I'm going to keep bumping this until I get banned. Someone has to have some opinion or at least a poll response to offer. Seriously, even the veteran users who routinely post dozens of times a day haven't bothered to even offer a poll response? What gives?!


----------



## Lidman (Nov 13, 2014)

Well except for metro-mile (which is limited to the west coast states) their are still a lot of grey areas. As DriverJ pointed out on posts, grey areas usually mean no coverage. I think it is still being hashed out by uber and the insurance companies. I think the best advice I've heard is that if you start driving for uber/lyft etc, ask your insurance carrier if they will except that.


----------



## Lidman (Nov 13, 2014)

They grey seems to be, if uber covers you while you have a pax in the or signed into uber, does your personal insurance still cover you when the app is not on. From what I've heard in most cases they'll drop you.


----------



## Praxeology (Mar 7, 2015)

Lidman said:


> Well except for metro-mile (which is limited to the west coast states) their are still a lot of grey areas. As DriverJ pointed out on posts, grey areas usually mean no coverage. I think it is still being hashed out by uber and the insurance companies. I think the best advice I've heard is that if you start driving for uber/lyft etc, ask your insurance carrier if they will except that.


That still proffers no explanation for why people won't freaking respond to a poll. If they don't want to comment, that's fine, I understand, but nearly complete radio silence on an issue which is of serious importance for Uber drivers? What gives? There are two responses to the poll, one of which I am pretty sure is mine. Why didn't you respond? Why won't ANYONE respond?

This is the one and only time I feel the forum's community has completely failed to offer useful information.


----------



## Praxeology (Mar 7, 2015)

Lidman said:


> They grey seems to be, if uber covers you while you have a pax in the or signed into uber, does your personal insurance still cover you when the app is not on. From what I've heard in most cases they'll drop you.

■ DATASET RECORDS ■
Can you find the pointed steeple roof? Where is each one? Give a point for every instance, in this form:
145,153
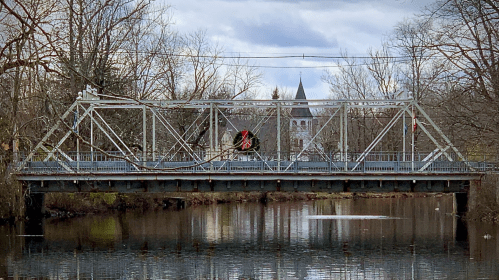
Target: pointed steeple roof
301,112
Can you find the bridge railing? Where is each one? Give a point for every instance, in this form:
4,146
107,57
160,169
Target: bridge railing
375,162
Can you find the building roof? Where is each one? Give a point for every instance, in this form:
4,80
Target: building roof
301,112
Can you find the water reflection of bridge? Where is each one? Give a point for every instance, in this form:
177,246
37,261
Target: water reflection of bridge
257,241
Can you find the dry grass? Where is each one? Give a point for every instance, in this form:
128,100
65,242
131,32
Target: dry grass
486,206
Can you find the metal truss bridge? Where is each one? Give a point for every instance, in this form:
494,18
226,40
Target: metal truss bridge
127,145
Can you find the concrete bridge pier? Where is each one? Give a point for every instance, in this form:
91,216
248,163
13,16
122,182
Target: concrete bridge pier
35,209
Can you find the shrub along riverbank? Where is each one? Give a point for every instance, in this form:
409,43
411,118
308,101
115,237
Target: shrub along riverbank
11,198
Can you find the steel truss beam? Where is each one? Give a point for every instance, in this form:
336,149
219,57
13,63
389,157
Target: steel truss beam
215,111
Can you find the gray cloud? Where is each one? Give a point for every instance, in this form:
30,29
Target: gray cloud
281,34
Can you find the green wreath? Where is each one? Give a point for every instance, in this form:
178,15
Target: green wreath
238,142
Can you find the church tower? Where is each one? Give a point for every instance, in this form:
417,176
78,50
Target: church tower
301,126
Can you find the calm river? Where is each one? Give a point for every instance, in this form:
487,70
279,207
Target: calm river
417,238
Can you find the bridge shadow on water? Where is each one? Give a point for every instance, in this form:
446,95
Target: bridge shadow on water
421,239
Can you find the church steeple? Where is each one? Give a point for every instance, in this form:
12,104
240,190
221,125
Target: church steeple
301,112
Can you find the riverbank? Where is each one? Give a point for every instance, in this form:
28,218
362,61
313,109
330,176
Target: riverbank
11,198
77,204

■ INSTRUCTIONS TO FOLLOW ■
Answer these questions from the forum thread above:
(a) Which option does Lidman say is limited to the west coast states?
(b) According to Praxeology, how many responses does the poll have?
(c) What does Lidman say most personal insurers will do, from what Lidman has heard?

■ THE ANSWER ■
(a) Metro-mile
(b) Two
(c) Drop you